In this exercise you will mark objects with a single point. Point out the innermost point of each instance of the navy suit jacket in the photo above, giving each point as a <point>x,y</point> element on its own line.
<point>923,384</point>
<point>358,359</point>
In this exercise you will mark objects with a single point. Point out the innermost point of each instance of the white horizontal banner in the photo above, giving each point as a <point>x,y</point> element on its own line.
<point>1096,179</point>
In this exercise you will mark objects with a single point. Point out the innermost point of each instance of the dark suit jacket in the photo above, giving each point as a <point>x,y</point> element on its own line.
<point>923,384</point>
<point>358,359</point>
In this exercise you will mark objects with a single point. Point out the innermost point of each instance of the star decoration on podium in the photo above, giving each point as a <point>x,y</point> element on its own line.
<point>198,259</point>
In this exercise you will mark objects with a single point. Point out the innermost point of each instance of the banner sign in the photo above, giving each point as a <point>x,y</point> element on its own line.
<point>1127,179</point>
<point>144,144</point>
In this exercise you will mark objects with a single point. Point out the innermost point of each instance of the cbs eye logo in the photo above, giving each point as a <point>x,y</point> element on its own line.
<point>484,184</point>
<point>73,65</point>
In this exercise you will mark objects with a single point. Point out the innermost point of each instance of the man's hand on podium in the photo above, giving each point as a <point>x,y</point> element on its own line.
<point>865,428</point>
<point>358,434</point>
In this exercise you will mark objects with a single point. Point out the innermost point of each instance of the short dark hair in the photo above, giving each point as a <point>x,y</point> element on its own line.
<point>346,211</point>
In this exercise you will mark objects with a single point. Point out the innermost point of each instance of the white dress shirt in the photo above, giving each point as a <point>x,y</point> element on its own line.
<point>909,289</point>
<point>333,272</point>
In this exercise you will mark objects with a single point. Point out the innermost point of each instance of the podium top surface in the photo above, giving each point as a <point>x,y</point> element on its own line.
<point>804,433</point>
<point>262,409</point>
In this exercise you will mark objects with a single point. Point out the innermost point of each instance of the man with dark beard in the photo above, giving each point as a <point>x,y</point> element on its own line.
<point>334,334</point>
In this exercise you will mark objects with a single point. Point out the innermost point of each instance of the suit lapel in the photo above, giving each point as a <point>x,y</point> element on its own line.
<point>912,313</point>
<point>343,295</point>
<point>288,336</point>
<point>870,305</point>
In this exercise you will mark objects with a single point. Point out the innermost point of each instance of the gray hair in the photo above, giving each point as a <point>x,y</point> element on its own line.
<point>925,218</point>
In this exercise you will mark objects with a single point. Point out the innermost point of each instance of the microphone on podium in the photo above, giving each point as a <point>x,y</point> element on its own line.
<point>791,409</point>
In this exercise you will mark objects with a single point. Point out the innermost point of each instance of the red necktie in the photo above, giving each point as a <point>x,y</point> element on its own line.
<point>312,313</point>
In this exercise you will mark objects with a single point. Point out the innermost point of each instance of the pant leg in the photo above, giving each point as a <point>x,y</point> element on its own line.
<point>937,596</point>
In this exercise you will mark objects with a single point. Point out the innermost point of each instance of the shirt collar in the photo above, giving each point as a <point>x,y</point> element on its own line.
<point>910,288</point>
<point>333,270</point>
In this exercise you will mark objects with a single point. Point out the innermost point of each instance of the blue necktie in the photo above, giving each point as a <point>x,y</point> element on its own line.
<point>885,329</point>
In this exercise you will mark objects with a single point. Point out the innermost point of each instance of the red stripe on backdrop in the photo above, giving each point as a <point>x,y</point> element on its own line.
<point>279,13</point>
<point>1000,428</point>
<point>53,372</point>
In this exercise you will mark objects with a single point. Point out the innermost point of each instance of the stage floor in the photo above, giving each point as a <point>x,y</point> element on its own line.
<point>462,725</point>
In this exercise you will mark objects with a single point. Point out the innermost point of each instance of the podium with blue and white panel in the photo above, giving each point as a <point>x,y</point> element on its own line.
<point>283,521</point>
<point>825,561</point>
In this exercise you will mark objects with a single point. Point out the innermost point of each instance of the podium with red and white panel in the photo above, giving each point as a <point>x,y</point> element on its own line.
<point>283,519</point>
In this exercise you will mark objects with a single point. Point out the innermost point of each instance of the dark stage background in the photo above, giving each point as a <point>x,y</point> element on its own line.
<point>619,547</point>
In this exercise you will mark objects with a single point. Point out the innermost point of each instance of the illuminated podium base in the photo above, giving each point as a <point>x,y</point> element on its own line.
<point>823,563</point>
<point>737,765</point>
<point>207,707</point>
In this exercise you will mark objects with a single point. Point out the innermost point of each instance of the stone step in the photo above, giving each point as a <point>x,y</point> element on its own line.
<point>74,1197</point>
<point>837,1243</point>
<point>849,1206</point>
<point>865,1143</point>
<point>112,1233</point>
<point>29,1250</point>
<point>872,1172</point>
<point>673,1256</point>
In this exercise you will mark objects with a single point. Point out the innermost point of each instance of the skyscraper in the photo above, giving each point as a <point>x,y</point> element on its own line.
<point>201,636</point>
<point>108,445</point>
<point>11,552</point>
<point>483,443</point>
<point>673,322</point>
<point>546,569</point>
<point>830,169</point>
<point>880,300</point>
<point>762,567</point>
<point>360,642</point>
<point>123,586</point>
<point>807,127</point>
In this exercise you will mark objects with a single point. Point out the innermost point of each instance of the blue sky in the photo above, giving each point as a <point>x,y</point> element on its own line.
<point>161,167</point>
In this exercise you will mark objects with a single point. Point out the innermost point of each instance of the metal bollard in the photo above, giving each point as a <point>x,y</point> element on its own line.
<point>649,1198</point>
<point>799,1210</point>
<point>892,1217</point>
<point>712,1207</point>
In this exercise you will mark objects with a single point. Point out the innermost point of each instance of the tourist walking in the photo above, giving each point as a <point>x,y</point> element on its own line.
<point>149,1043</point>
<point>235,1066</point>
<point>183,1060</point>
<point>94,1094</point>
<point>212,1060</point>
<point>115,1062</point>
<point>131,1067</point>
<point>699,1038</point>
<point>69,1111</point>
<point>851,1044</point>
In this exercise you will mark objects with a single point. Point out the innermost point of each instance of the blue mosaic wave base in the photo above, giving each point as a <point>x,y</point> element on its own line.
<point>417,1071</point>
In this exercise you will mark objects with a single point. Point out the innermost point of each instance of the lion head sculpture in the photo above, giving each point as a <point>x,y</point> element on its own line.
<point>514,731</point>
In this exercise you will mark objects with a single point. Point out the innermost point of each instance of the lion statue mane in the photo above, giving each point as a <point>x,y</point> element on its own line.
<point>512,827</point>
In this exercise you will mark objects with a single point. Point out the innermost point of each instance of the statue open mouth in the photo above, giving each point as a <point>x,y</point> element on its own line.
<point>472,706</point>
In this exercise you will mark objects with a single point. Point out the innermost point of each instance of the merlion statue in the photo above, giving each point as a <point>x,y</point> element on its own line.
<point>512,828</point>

TO DO:
Rewrite all of the entries with "innermost" changed to "central" wherever it occurs, leaving everything else as it is.

THE OUTPUT:
In this exercise you will mark objects with a single point. Point out the central point of each instance of the navy suit jacket in the photo above, giving each point as a <point>x,y</point> element on its own line.
<point>923,384</point>
<point>358,359</point>
In this exercise you will mark objects with a single point. Point out the central point of each instance of the white horizontal banner in the photo above, giving each point as a <point>x,y</point> element on its own line.
<point>1096,179</point>
In this exercise you will mark objects with a single point. Point out the central point of each instance of the dark suit jacket in the photo above, giving each point as a <point>x,y</point> element on its own line.
<point>923,384</point>
<point>358,359</point>
In this exercise you will mark objects with a single point. Point out the central point of each instance of the star decoration on podium in the photo above, giving each point as a <point>x,y</point> element on its own line.
<point>198,259</point>
In this exercise you will mark objects with a single point. Point out the central point of each instance of the banner sign in the photo above, giving each point as a <point>x,y</point> element on its own line.
<point>1127,179</point>
<point>144,144</point>
In this exercise you will mark objects with a single point. Point out the central point of each instance of the cbs eye logo in the photo above, giving each point as a <point>x,y</point> element on its own line.
<point>484,184</point>
<point>73,65</point>
In this exercise you will mark objects with a single point. Point out the central point of each instance of the man's hand on podium in the photo above, giving each point as a <point>x,y</point> element on its own line.
<point>865,428</point>
<point>358,434</point>
In this exercise you will mark objects with a single point. Point out the central point of each instance of the short dark hair in the photo above, giving each point as a <point>x,y</point> element on its own line.
<point>346,211</point>
In this exercise you will mark objects with a single point. Point out the central point of each instance of the white dress shirt in the photo above, giving each point as a <point>x,y</point> element on its own line.
<point>909,289</point>
<point>333,272</point>
In this exercise you will mark objects with a single point. Point out the central point of each instance of the podium top surface in the photo above, giving each point as a <point>x,y</point> element on its own line.
<point>804,433</point>
<point>262,409</point>
In this exercise you will mark objects with a single point. Point out the central point of each instance of the man with dark beard in the photo above, giving each point as a <point>x,y</point> element on its own line.
<point>334,334</point>
In this exercise you will mark objects with a single point. Point out the central point of each instance of the suit lapel in the photo above, giving each point as a <point>x,y</point> element on its own line.
<point>912,313</point>
<point>343,295</point>
<point>288,336</point>
<point>870,305</point>
In this exercise you will mark objects with a single point. Point out the central point of each instance of the gray hair in the photo above, giving each point as a <point>x,y</point> element on its own line.
<point>925,218</point>
In this exercise you will mark objects with a single point. Point out the central point of each instance of the microphone on podium in the photo above, giving each point as a <point>x,y</point> element on its own line.
<point>791,409</point>
In this exercise you will mark objects with a single point. Point out the central point of each instance of the red necktie in the photo above, giving each point as a <point>x,y</point> element on its own line.
<point>312,313</point>
In this exercise you will mark objects with a single point. Point out the central point of each instance of the pant leg in the photo above, giving each point as a <point>x,y</point> element on its own line.
<point>937,596</point>
In this exercise you will mark objects with a single point. Point out the central point of each instance of the shirt collar in the photo above, giving each point as a <point>x,y</point> element on its own line.
<point>910,288</point>
<point>333,270</point>
In this exercise you will mark objects with a single point. Point out the central point of each instance of the blue necktie in the photo above, giving each point as a <point>x,y</point> element on its own line.
<point>885,329</point>
In this exercise you will mark objects with a single point. Point out the central point of each instance of the red stripe on backdrop in the photo above, giving each point as a <point>x,y</point> element on its own line.
<point>279,13</point>
<point>1000,428</point>
<point>53,372</point>
In this exercise you will mark objects with a single point. Point out the central point of each instance of the stage floor in the photo above, giving each point as a <point>x,y</point> element on its own line.
<point>462,725</point>
In this exercise you will mark objects with a single point. Point out the central point of each instance of the podium with blue and white panel in the photo above, giving each point as a <point>x,y</point> element on its own line.
<point>283,521</point>
<point>825,561</point>
In this exercise you will mark objects with a single point. Point out the central point of each instance of the podium with red and white panel in the photo above, giving each point as a <point>x,y</point> element on its own line.
<point>283,519</point>
In this exercise you will mark objects with a single point. Point out the central point of each instance of the dark stage background in the photo above, giving each point as a <point>x,y</point> element on its own line.
<point>619,547</point>
In this exercise you will mark objects with a single point. Point out the central point of each instance of the illuminated podium base in the photo above, giving each point as a <point>x,y</point> element on its own line.
<point>823,563</point>
<point>737,765</point>
<point>207,707</point>
In this exercise you will mark objects with a single point. Point out the central point of each instance of the stone step in the photo above, giving each point as a <point>x,y</point> element on its own line.
<point>74,1197</point>
<point>837,1243</point>
<point>849,1206</point>
<point>865,1143</point>
<point>112,1233</point>
<point>29,1250</point>
<point>872,1172</point>
<point>673,1256</point>
In this exercise you will mark objects with a single point. Point out the central point of each instance of the skyscraper in the photo above, giving each point as a <point>x,y</point> element on its own line.
<point>201,636</point>
<point>108,445</point>
<point>11,552</point>
<point>483,443</point>
<point>673,322</point>
<point>546,569</point>
<point>830,169</point>
<point>880,300</point>
<point>762,567</point>
<point>360,642</point>
<point>123,586</point>
<point>807,127</point>
In this exercise you will mark objects with a single point. Point out the central point of each instance of the blue sky in the photo above, giving each point as a <point>x,y</point> element on its own line.
<point>161,167</point>
In this exercise you will mark objects with a single point. Point out the central point of each instance of the metal bollard in the photo above, giving each point as a <point>x,y</point> element on its own line.
<point>649,1198</point>
<point>799,1210</point>
<point>892,1217</point>
<point>712,1207</point>
In this exercise you will mark objects with a single point. Point out the central point of each instance of the tourist walking in the photo above, giving each point as a <point>x,y</point> element on its own line.
<point>149,1043</point>
<point>235,1066</point>
<point>183,1060</point>
<point>94,1094</point>
<point>212,1060</point>
<point>115,1062</point>
<point>131,1067</point>
<point>699,1038</point>
<point>69,1111</point>
<point>851,1044</point>
In this exercise you will mark objects with a single point. Point out the central point of each instance of the blue mosaic wave base in the photo above, giving each point as a <point>x,y</point> element on its own line.
<point>417,1071</point>
In this exercise you will mark objects with a single point. Point out the central point of each instance of the lion head sculpture in the photo above, giving each point as a <point>x,y</point> element on its own line.
<point>514,731</point>
In this exercise you will mark objects with a single point. Point out the central point of each instance of the lion statue mane in the photo above, giving each point as a <point>x,y</point> element on its own line.
<point>512,827</point>
In this exercise you will mark objects with a single point. Point out the central point of each instance of the statue open mouth in the photo above, giving each point as a <point>x,y</point> element on its own line.
<point>472,706</point>
In this exercise you will mark objects with a single point. Point out the central point of each instance of the merlion statue in the photo above, giving each point as a <point>x,y</point> element on its own line.
<point>512,828</point>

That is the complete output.